Try it
The listing below should be printed again word for word, without any images.

Data in this exercise

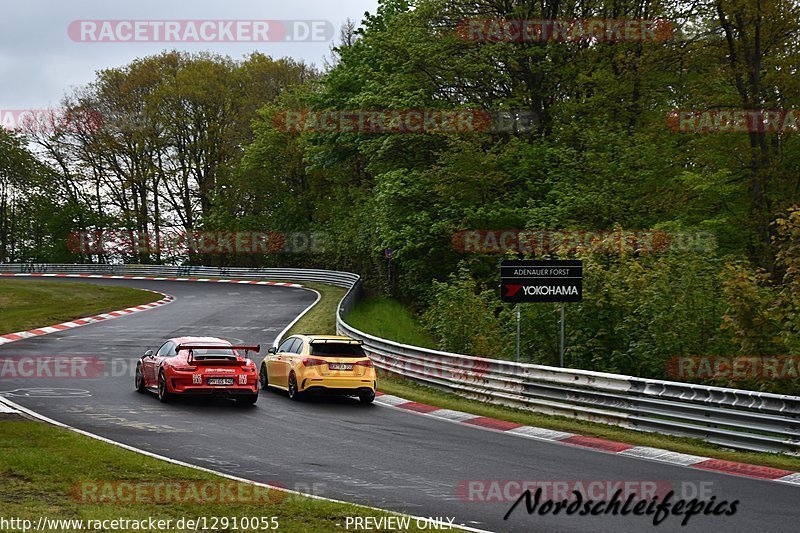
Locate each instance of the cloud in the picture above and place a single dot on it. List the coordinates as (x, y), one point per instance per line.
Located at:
(39, 62)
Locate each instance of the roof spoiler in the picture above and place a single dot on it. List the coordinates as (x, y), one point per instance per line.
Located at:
(192, 347)
(336, 341)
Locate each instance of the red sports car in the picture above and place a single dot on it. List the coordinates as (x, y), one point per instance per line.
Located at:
(199, 366)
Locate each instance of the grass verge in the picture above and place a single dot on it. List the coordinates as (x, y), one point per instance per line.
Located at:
(29, 304)
(389, 319)
(420, 393)
(53, 472)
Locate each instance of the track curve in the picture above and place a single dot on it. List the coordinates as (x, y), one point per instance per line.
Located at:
(337, 448)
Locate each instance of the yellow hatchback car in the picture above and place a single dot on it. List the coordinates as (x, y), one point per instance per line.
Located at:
(319, 364)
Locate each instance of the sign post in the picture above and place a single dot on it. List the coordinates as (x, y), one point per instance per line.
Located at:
(519, 318)
(541, 281)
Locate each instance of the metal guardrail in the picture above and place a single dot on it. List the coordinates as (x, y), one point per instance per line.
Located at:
(735, 418)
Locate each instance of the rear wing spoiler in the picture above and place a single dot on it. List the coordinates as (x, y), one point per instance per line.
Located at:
(192, 347)
(336, 341)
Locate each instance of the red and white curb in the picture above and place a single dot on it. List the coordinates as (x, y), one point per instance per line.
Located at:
(602, 445)
(20, 335)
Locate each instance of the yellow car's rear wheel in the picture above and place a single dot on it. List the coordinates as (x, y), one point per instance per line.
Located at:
(294, 392)
(263, 378)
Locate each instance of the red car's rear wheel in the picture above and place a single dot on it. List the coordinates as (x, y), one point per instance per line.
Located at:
(139, 379)
(163, 394)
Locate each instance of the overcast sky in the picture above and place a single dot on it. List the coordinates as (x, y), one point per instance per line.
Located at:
(39, 61)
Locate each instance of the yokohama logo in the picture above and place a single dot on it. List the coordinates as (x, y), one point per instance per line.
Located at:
(549, 290)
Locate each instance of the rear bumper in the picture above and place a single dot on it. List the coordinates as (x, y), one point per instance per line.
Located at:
(231, 392)
(339, 392)
(341, 385)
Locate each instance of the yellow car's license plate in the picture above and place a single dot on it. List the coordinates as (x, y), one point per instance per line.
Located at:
(220, 381)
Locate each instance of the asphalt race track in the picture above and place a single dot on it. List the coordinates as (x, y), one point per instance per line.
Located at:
(340, 449)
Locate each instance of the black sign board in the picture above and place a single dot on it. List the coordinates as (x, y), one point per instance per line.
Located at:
(541, 281)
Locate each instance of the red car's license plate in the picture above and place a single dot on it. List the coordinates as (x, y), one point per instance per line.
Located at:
(220, 381)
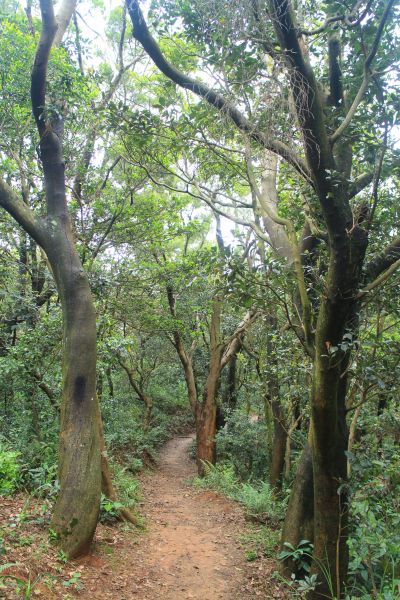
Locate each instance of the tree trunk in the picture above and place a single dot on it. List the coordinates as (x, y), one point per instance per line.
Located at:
(279, 445)
(337, 315)
(299, 519)
(206, 428)
(77, 507)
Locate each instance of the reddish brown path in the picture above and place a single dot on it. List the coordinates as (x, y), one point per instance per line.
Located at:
(192, 548)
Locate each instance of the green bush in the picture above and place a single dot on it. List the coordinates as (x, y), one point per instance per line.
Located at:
(374, 539)
(9, 471)
(244, 444)
(257, 498)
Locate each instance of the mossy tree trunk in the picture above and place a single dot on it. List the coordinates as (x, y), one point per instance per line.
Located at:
(77, 506)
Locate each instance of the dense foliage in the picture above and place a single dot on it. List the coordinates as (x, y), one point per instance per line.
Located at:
(209, 260)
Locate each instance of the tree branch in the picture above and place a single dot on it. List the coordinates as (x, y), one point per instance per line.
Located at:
(368, 61)
(383, 261)
(143, 35)
(21, 212)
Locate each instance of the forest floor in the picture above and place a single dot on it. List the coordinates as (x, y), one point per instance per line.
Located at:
(193, 548)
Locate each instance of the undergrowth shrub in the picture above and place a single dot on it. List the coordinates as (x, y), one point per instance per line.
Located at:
(257, 498)
(374, 537)
(244, 444)
(9, 470)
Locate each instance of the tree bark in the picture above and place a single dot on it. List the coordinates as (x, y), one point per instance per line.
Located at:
(77, 506)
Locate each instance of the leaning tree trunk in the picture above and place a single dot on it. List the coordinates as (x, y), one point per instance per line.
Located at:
(329, 436)
(299, 518)
(278, 445)
(77, 507)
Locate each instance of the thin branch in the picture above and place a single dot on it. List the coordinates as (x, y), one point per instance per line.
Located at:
(143, 35)
(379, 280)
(368, 61)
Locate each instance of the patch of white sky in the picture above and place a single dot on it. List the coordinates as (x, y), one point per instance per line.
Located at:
(92, 21)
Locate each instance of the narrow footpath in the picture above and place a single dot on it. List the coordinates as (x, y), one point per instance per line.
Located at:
(191, 550)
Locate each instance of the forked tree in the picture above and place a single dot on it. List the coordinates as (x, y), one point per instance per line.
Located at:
(324, 159)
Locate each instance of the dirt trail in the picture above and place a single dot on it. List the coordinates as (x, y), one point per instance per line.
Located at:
(191, 550)
(191, 539)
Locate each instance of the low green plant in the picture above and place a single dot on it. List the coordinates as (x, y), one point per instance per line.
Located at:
(25, 586)
(9, 470)
(300, 554)
(257, 498)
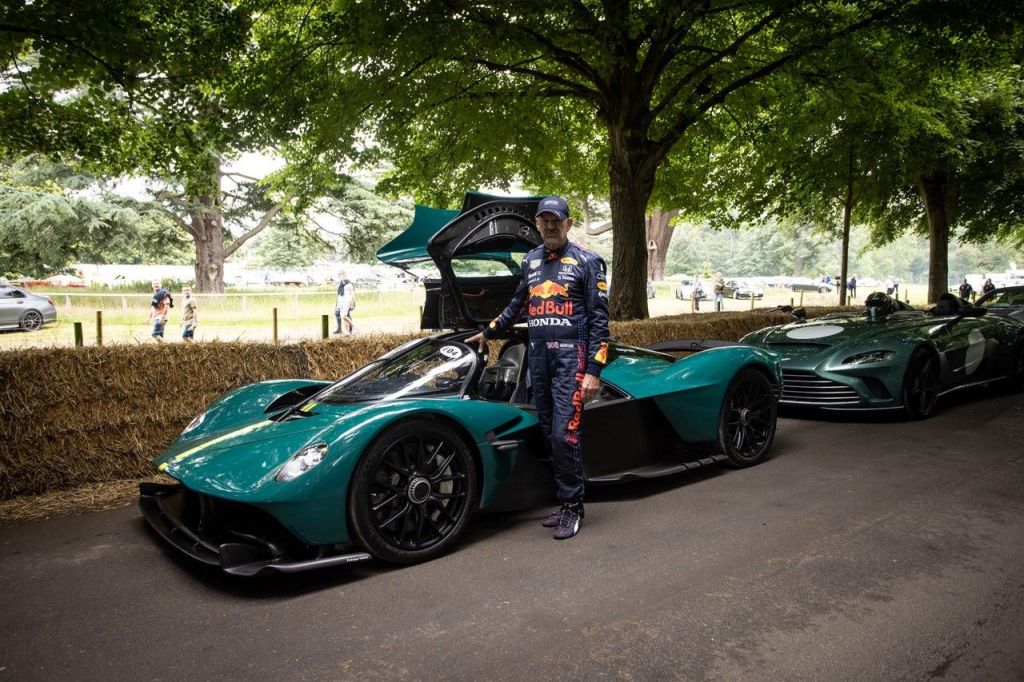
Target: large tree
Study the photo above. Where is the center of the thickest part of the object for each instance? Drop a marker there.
(51, 216)
(156, 89)
(486, 82)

Solution
Locate each instance of the cloud in the picture above and place a single dot on it. List the coordinates as (x, y), one point per instance per line.
Located at:
(39, 62)
Locate each instance of the roof spoiler in the picture above and place a single dot on it. List the coordinates as (x, y), one point per instance per line.
Located at:
(192, 347)
(336, 341)
Locate each instance of the red sports car in the picture above and place a single dot on it. List the coordinates as (x, y), one point per instance per line.
Located at:
(199, 366)
Locate each instance of the grass verge in the picture above and place a single dot on it. List the coordinates as (x, y), one point per instance per line.
Located at:
(29, 304)
(389, 319)
(420, 393)
(53, 472)
Locate each instance of the track curve in the picture above and place a single dot on it. List the coordinates as (x, y), one point per instance per line.
Located at:
(337, 448)
Locate each instance of the yellow hatchback car in the picture above and place a single dot on it. List the coordinates as (x, y), one point per instance per line.
Located at:
(319, 364)
Locate each instance of the sign post in the picture above and place a single dot on it. List the coordinates as (x, y), one point per instance per line.
Located at:
(519, 318)
(541, 281)
Locate each instance of the metal guardrail in the picture above and place a single dot on it. List the coordinates as (x, y), one point per instance per line.
Located at:
(735, 418)
Locate each instance of the rear wing spoiler in the picture above and place a single dot on it. List the coordinates as (x, y), one point per instance per line.
Located at:
(192, 347)
(336, 341)
Locate each instance of the red and white curb in the picture above and place a single dot on it. List the coordinates as (x, y), one point per instance per line.
Located at:
(602, 445)
(20, 335)
Locate each instance of the yellow car's rear wheel in the picture above and place a single dot on it. List the coordinates as (x, y), one point per instance per line.
Located at:
(294, 392)
(263, 378)
Locate each instance of the red car's rear wheel in the picture above and place a single dot on it. List the coordinates as (x, y), one point per instance per line.
Located at:
(139, 379)
(163, 394)
Locate each instance of the overcast sky in the picture above and place a single dot on it. List the coordinates as (x, y), one point per instance per line.
Located at:
(39, 61)
Locate each instance of the yokohama logo in the picture above and place a single dot on it. List the coordinates as (x, y), one point per instance per line.
Located at:
(549, 290)
Locate each instance of the rear bumper in the picture above and place a single dot on it. List the coordinates as (x, y), one point per instance per line.
Located at:
(231, 392)
(339, 392)
(341, 385)
Locate each instance of the yellow car's license plate in the picture above and place a single dot on it. List the coordinates as (x, y), one point per instance per line.
Located at:
(220, 381)
Locate each instance of the asphalt race track in the picture above and place a single dot on it. List the coordinates as (x, y), one point per instance per line.
Located at:
(340, 449)
Locate each instance of the black sign board in the picture above and place a single dot on it. List the coordinates as (x, y), one point per instance per line.
Located at:
(541, 281)
Locate each instance of the red car's license plate in the picture above and place a single dot on it. List the coordinates as (x, y), one point per instance per line.
Located at:
(220, 381)
Locate each instance of the tree trunk in the picture above and place a single dot on it. List the coordinates as (x, y), one point per instance per line.
Located at:
(279, 445)
(337, 315)
(299, 519)
(206, 428)
(77, 507)
Locate each instance of the reddish brown path in the picture above and place a single dot on it. List the coordinates as (x, y), one point per instance per line.
Located at:
(192, 548)
Locate each instance of the green bush in the picture above and place a single dot on it. List the coordinates as (x, y), one point per instance per line.
Located at:
(374, 539)
(9, 471)
(244, 444)
(257, 498)
Locate each instance of the mossy tree trunk in the picture above and place a single dot on it. List the coordinates as (x, y), one point per instance per line.
Located at:
(77, 506)
Locate each instance of the dense foliage in the picture above and place a single dot on it. List the coordinates as (x, y), one point per instance per line.
Located at:
(209, 260)
Locate each instance of the tree branch in the picture above and place a single dot on it. List the coordinates as (x, y), one point per instance per line.
Located at:
(368, 61)
(383, 261)
(143, 35)
(21, 212)
Locate each instance of the forest floor in the picture above and place a single dot on it. List the coordinates as (x, y), one point per instance per line.
Located at:
(193, 548)
Locate each instance of the undergrowth shrub in the picture above and place a single dot on it. List the coordinates as (x, y), one point per instance per line.
Located at:
(257, 498)
(374, 537)
(244, 444)
(9, 470)
Locate each instance of the tree bark in the picture above and place a single dot on it. List the coordinates as (x, y), one point per instance per line.
Located at:
(77, 506)
Locate each instance of the leaning tree trunk in the picture above and place a single dot on it. List the coordinates as (x, y), one point per instance per line.
Located at:
(329, 436)
(299, 518)
(278, 445)
(77, 507)
Locate each instance of the thin branch in the picture above and place a single dot on it. List the coordinates as (x, y), one point per instance per line.
Located at:
(143, 35)
(379, 280)
(368, 61)
Locate each instance of the patch of white sky in the picture above and place a single dot on it. List the coordinates as (x, y), one point per instance per line.
Located at:
(92, 21)
Locate each instance of the narrow footpath in the picture above and place a single dot on it. List the coordinates as (x, y), one point per instance per line.
Located at:
(191, 550)
Locate each instance of the forked tree in the picture above and place a single dot on it. List the coordinates as (x, y), one point per instance per line.
Located at:
(324, 159)
Locate each instance of the dirt trail in the picture above and place a single dot on it. List the coordinates as (x, y), one point per instance per line.
Located at:
(191, 550)
(191, 539)
Locate each instance of the low green plant in the picture above and place a single dot on it. List the coordinates as (x, y), one point per instance per line.
Located at:
(25, 586)
(9, 470)
(300, 554)
(257, 498)
Target: large tree
Study the photo above. Where is the center of the thickest part of the object for each instance? Drop a marker there.
(51, 216)
(156, 89)
(486, 82)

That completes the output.